━━ INFORMATION GIVEN
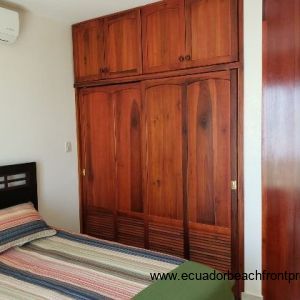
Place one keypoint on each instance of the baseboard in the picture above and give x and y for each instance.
(247, 296)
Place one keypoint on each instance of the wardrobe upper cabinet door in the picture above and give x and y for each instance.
(88, 50)
(123, 44)
(211, 31)
(163, 40)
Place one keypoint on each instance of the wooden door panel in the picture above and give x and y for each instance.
(164, 127)
(123, 44)
(129, 149)
(100, 169)
(163, 42)
(209, 164)
(88, 50)
(211, 31)
(163, 107)
(209, 172)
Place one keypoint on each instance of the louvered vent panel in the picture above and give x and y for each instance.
(166, 239)
(101, 225)
(212, 249)
(131, 231)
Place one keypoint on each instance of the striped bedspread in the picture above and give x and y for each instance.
(69, 266)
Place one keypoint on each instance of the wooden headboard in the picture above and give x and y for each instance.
(18, 185)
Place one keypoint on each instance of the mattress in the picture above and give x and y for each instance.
(71, 266)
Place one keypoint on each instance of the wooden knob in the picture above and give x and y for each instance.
(181, 58)
(187, 57)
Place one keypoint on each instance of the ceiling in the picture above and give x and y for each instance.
(73, 11)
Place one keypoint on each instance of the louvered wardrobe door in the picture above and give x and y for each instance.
(164, 199)
(209, 172)
(98, 161)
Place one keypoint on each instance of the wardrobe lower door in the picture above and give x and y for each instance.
(164, 192)
(209, 172)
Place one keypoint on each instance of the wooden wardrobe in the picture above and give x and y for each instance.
(157, 98)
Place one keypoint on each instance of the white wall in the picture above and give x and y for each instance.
(37, 114)
(252, 142)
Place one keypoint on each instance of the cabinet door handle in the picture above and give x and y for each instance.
(188, 57)
(181, 58)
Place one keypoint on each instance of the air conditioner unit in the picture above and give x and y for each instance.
━━━━
- **WHAT YOU NEED TO DO**
Write the entries out again word for word. Omit all pictures from them.

- **SOLUTION FOR THIS TASK**
Place one keypoint on each instance of the baseboard in the picture above and give x and y for each instance.
(247, 296)
Place one keypoint on each instance of the wardrobe upper cabinet door in the picture above and give x and y for each instance.
(88, 50)
(123, 44)
(211, 31)
(163, 40)
Place one keypoint on each instance of the wooden door panel in the picture above and give x and y for each instance.
(164, 127)
(123, 44)
(129, 149)
(100, 169)
(163, 42)
(209, 164)
(88, 50)
(211, 31)
(163, 107)
(209, 172)
Place one keypoint on each instance of the louvered vent panel in the picture above and give x and y for each instance.
(166, 239)
(101, 225)
(212, 249)
(131, 231)
Place one keypoint on each instance of the striped bedspread in the picture above and give x and y for each instance.
(69, 266)
Place one keypoint on each instance of the wooden headboard in the picture above and give x and y for each instance.
(18, 185)
Place one keypoint on each instance of the mattress in the picture above and give x and y for each instance.
(71, 266)
Place one keypoint on each instance of the wooden knob in the picture above and give x and y for each instance.
(181, 58)
(187, 57)
Place one keypoint on each instance of the ceiling in the picture above and give x and y for each instance.
(73, 11)
Place one keypoint on each instance of the louvered wardrobe door in the picture above and give x and y for each instance.
(164, 199)
(209, 172)
(98, 161)
Place one keypoint on each instance of the wardrobe lower door in the picture above and give x and y for each instance.
(164, 192)
(209, 172)
Place one keypoint on each instance of the wooden wardrobe in the picture above and give x and y for each instance.
(157, 98)
Place one keypoint on each instance of the white wall in the picture above and give x and y for each instance.
(37, 114)
(252, 142)
Place one keypoint on each instance of the cabinet door handle in the picture above and give x and y for each instance.
(188, 57)
(181, 58)
Place one keypoint on each instance of the air conditioner unit in the picture above and give x and y for each instance.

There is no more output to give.